Task details:
Repeat the records. Each line must match exactly.

(Referring expression pointing data)
· · · ·

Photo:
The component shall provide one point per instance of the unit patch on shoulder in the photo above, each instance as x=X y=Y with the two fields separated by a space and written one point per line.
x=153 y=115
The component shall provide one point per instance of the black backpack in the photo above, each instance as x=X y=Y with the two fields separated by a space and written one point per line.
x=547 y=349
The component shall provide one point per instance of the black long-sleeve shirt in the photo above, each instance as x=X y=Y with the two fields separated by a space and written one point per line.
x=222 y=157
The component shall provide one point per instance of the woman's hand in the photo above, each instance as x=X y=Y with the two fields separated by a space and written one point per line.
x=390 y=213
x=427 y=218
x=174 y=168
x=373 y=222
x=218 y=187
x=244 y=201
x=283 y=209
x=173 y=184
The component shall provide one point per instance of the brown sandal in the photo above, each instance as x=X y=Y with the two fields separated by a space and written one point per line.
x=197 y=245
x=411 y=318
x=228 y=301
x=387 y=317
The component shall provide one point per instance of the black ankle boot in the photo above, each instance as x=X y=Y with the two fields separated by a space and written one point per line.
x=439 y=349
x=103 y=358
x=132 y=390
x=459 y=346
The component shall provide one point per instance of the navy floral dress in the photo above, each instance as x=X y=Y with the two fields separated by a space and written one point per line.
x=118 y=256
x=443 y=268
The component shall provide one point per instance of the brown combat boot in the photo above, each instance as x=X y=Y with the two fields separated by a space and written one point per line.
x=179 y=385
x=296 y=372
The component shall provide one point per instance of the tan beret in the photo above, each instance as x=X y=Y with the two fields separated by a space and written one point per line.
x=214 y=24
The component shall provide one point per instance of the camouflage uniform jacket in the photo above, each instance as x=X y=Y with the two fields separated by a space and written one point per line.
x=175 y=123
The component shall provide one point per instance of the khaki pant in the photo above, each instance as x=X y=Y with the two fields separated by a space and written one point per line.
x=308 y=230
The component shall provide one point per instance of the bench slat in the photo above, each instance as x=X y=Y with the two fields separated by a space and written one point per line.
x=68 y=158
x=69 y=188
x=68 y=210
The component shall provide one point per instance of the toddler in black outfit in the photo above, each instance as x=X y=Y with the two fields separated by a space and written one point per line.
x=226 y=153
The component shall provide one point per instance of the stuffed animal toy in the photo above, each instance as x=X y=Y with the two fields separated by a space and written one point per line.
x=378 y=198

· · · ·

Finished exercise:
Photo:
The component shall provide one point per instance of the unit patch on shoulder in the photo above, each instance as x=X y=Y with the two fields separated by a space and written one point per line.
x=153 y=115
The component shall provide one point per instance of the black backpack in the photo above, each instance as x=X y=Y with the two fields separated by a space and written one point per line.
x=547 y=349
The component shall provide one point per instance of the black long-sleeve shirt in the photo above, each instance as x=X y=Y with the two fields separated by a space and written one point per line.
x=222 y=157
The component shall provide one point per instance of the woman's hand in the photo above, each instance as x=X y=Y with the two fields separated by a space and written one point per line.
x=390 y=213
x=427 y=218
x=174 y=168
x=373 y=222
x=218 y=187
x=244 y=201
x=283 y=209
x=173 y=184
The component shall provide one point per instance of the brown sandal in the photo above, each instance as x=X y=Y with the two fields separated by a space and written one point per line.
x=197 y=245
x=411 y=318
x=228 y=301
x=387 y=317
The component shall provide one point per instance of the black ankle boot in the photo above, each instance as x=X y=Y with the two fields separated by a space and written one point per line.
x=439 y=349
x=103 y=358
x=132 y=390
x=459 y=346
The component shall provide one point per instance of the navy floral dress in the photo above, each instance as x=X y=Y with the two fields separated by a space and written one point per line.
x=118 y=256
x=443 y=268
The component shall provide one point per instance of the brown combat boot in the photo above, each instance as x=X y=Y with the two fields separated by a space and written one point per line.
x=179 y=385
x=296 y=372
The component shall provide one point per instance of the tan beret in the photo above, each instance as x=X y=Y with the two fields separated by a space and written one point per line.
x=214 y=24
The component shall provide one point per instance of the camouflage uniform jacket in the photo above, each instance as x=X y=Y with the two fields separated by a space and written one point per line.
x=175 y=123
The component shall provide one point per instance of the khaki pant in the photo above, each instance as x=X y=Y with the two fields separated by a space and written one point per line.
x=308 y=230
The component shall provide one point per instance of the bench slat in the photo above, each instance as x=X y=Y with the two fields separated by a space and written one point per line.
x=68 y=158
x=69 y=188
x=68 y=210
The component shall provide one point per instance of the toddler in black outfit in the photo above, each instance as x=X y=Y with the two fields separated by a space and written one point per line.
x=226 y=153
The component shall provide one point per instance of the stuffed animal toy in the photo above, each instance as x=X y=Y with the two fields separated by a space and written one point per line.
x=378 y=198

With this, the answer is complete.